- **The task**: Go through the data and count the lines holding the string "yellow". Write only the number.

- **Records supplied**:
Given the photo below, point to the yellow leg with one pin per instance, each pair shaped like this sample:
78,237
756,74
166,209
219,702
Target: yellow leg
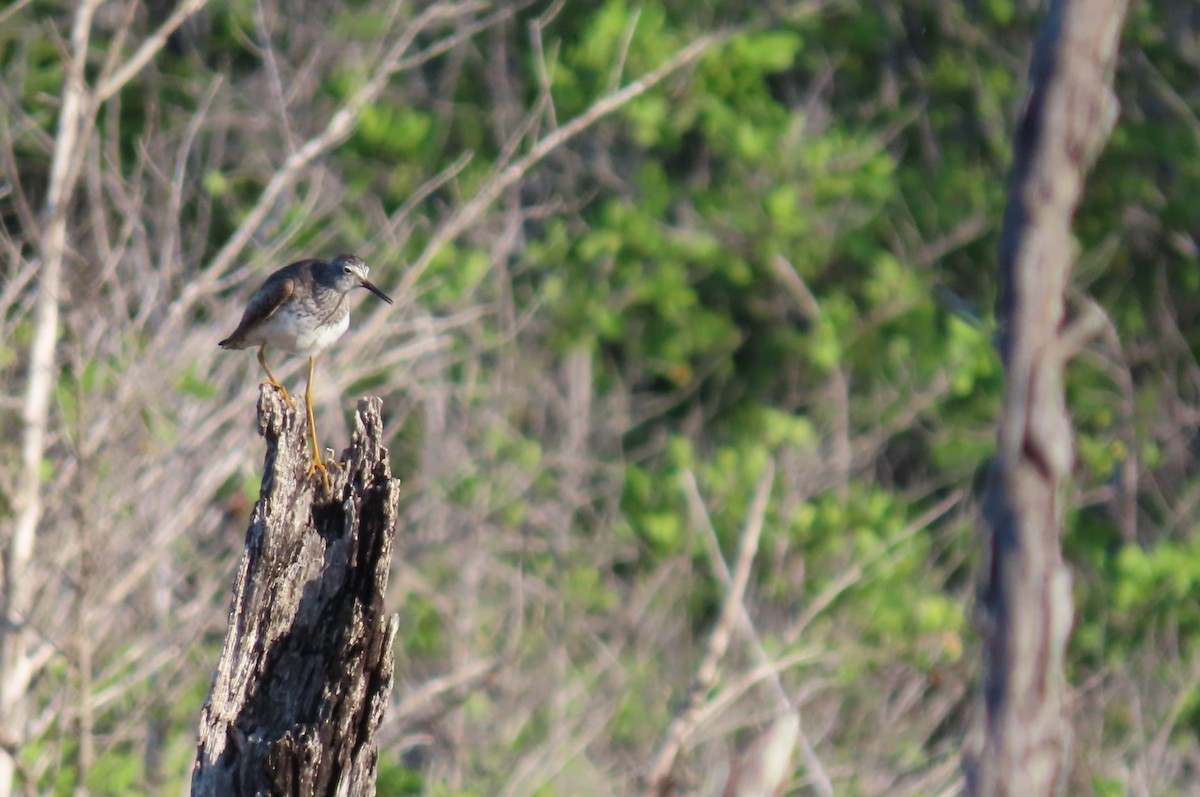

- **Solution**: 2